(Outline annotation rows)
----

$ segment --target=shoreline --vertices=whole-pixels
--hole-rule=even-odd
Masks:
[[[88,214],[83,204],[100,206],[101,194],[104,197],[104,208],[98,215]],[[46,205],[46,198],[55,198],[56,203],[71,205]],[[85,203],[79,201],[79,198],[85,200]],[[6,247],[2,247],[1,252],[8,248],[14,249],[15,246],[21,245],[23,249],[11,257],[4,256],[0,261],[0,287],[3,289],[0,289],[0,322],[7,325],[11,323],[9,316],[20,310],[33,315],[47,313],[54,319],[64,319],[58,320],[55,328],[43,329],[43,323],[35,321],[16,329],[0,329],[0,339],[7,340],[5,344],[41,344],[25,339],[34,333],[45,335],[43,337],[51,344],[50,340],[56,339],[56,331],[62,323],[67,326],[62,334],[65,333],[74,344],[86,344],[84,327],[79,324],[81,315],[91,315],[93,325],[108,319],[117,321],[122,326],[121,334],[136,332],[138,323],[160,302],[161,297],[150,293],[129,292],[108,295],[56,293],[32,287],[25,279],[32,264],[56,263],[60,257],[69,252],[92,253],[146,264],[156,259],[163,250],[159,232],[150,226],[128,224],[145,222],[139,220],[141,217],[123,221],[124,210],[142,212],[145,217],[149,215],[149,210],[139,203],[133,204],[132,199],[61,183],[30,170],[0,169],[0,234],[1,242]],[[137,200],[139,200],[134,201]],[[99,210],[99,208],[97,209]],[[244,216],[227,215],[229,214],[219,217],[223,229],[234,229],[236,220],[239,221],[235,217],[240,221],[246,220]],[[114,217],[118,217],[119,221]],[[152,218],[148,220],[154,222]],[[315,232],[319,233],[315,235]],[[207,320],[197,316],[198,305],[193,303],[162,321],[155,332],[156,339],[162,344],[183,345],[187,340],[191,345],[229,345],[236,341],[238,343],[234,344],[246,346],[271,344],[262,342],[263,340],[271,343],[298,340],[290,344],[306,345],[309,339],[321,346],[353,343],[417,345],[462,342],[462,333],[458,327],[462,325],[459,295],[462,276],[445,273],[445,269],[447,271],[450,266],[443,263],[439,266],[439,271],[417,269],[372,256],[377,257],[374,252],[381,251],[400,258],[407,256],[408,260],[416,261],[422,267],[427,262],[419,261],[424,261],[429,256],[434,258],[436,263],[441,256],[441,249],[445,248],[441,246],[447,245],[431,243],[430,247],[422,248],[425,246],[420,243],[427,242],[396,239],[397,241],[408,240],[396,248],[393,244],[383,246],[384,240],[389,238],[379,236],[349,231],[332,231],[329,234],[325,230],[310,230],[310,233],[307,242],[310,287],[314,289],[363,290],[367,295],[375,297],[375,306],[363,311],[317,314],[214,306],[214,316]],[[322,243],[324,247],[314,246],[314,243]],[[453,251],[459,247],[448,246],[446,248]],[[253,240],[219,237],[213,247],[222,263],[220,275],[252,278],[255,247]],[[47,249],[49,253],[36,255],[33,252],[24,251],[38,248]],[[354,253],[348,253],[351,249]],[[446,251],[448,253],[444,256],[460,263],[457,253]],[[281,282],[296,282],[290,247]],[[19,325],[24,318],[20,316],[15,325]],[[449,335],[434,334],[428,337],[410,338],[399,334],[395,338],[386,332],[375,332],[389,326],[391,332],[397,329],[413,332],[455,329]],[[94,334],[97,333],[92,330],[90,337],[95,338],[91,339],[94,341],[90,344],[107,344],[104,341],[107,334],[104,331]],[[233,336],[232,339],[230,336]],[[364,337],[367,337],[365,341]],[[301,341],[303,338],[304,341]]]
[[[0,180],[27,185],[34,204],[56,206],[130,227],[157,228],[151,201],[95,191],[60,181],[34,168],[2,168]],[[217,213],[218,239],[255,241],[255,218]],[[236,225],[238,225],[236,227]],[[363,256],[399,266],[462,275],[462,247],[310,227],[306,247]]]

----

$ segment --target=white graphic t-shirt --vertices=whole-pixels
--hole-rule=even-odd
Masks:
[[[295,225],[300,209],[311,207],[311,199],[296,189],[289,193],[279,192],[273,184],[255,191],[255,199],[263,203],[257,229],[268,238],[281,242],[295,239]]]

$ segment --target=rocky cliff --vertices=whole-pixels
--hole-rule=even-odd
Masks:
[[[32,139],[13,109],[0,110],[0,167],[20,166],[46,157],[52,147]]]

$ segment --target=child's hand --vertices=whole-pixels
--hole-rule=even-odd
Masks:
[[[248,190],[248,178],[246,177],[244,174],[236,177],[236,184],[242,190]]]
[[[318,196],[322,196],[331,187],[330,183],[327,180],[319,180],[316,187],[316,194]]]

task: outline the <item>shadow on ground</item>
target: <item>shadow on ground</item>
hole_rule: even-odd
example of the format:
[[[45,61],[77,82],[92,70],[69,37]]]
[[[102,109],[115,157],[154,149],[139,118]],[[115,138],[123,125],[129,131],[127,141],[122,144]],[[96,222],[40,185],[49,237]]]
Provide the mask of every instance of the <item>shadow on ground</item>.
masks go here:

----

*Work to complete:*
Pick out every line in the rows above that contains the string "pixels", matching case exactly, and copy each one.

*Output below:*
$ segment --target=shoreline --vertices=whole-pixels
$ segment --target=white graphic t-shirt --vertices=whole-pixels
$ segment --target=rocky cliff --vertices=whole-pixels
$ segment --target=child's hand --vertices=whole-pixels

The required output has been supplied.